Le mardi 17 mars 1992 à L’Olympia, My Bloody Valentine termina son concert – ainsi qu’il le faisait à chaque date de sa tournée – par “The Holocaust”, petit nom donné par les membres du groupe aux 20 minutes de bruit blanc, tenues sur un seul accord, qui concluaient le dernier titre de sa setlist, You Made Me Realise. De la même manière que l’oreille, confrontée à une juxtaposition de sons à fort volume, n’en perçoit toujours que le dominant (le son d’un avion qui décolle recouvrant indistinctement ceux d’un marteau piqueur, du moteur d’une moto, d’un aspirateur, etc.), on serait bien en peine de se remémorer les autres titres joués ce soir-là, tant cette déflagration continue, jouée à 130 dB (équivalent au son d’un avion qui décolle, justement) imprima sa marque indélébile dans les cerveaux ébahis, extasiés, effrayés ou simplement agacés des spectateurs.

À propos de ce rituel sonique des concerts de MBV, Billy Corgan, le leader des Smashing Pumpkins, raconte dans le documentaire de 2014 Beautiful Noise : «Le son était à son volume maximum et pendant les trois premières minutes, tu te dis : “Oh ok, c’est plutôt cool”. Puis tu penses : “C’est vraiment too much. J’aimerais bien qu’ils arrêtent”. Et puis, à environ 7 minutes, tu commences à trouver ça assez fun. Et finalement au bout de 10 minutes, tu finis par rentrer dedans».

C’était exactement ça : pendant le «pont» suspendu, étiré sans résolution (et donc pouvant se poursuivre indéfiniment dans l’esprit de son auditeur), de You Made Me Realise, nombreux furent les spectateurs à quitter la salle en haussant les épaules ou en râlant (la légende raconte que d’autres s’évanouirent, vomirent ou se firent pipi dessus).

Entrées de pointage et d'étiquetage:
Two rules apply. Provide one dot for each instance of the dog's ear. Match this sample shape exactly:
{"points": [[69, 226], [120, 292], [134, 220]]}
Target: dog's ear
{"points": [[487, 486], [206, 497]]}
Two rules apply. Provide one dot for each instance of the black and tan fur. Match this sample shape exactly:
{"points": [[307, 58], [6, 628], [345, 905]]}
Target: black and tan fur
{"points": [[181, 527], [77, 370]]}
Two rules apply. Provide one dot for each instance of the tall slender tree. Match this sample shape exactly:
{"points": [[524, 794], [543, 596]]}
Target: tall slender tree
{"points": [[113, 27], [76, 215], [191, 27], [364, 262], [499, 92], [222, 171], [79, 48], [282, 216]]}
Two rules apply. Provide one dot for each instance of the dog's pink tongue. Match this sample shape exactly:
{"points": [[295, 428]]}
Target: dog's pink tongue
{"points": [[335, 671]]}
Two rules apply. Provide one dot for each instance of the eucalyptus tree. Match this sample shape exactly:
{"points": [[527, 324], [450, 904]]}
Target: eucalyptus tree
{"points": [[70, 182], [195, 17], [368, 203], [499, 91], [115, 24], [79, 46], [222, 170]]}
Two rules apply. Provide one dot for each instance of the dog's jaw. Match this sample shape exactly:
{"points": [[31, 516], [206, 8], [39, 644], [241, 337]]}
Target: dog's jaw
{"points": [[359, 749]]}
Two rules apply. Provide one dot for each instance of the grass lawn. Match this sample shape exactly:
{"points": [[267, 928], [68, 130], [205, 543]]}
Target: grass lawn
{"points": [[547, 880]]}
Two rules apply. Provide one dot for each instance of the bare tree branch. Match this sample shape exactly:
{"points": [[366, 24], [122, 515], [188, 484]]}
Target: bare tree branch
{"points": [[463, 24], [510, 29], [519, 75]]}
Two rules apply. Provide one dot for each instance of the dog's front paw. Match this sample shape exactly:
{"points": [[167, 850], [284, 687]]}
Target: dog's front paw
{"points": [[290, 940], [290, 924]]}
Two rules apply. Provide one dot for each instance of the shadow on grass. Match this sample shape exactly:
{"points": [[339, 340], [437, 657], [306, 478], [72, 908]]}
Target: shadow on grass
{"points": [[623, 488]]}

§ **OBJECTIFS**:
A. Répondez à ces questions sur l'extrait consacré au concert de My Bloody Valentine :
(i) À quel volume la déflagration finale fut-elle jouée ?
(ii) Dans quel documentaire Billy Corgan évoque-t-il ce rituel des concerts du groupe ?
(iii) D'après Billy Corgan, au bout d'environ combien de minutes commence-t-on à trouver ça assez fun ?
B. Poursuivez l'extrait consacré au concert de My Bloody Valentine à partir de sa dernière phrase.

§ **RÉSULTATS ATTENDUS**:
A.
(i) À 130 dB.
(ii) Dans Beautiful Noise, documentaire de 2014.
(iii) Au bout d'environ 7 minutes.

B.
Mais pour ceux qui restèrent, au-delà d’éventuels acouphènes qui les poursuivirent ensuite, l’expérience fut bien celle d’une transe, où l’immersion dans le tonnerre électrique d’un seul accord répété, joué d’un bloc par un groupe debout sur ses pédales d’effet, entraîna une passionnante désorientation, un léger doute sur la nature de la réalité, de la stabilité spatio-temporelle de cet endroit, L’Olympia (l’Olympe?), et de ces gens tout autour, hagards, errant dans le vrombissement continu d’un décollage qui n’en finissait pas – un peu comme si la montée de cordes de The Fool on the Hill des Beatles, jouée par des guitares saturées, s’était transformée en un glissando infini de Shepard-Risset.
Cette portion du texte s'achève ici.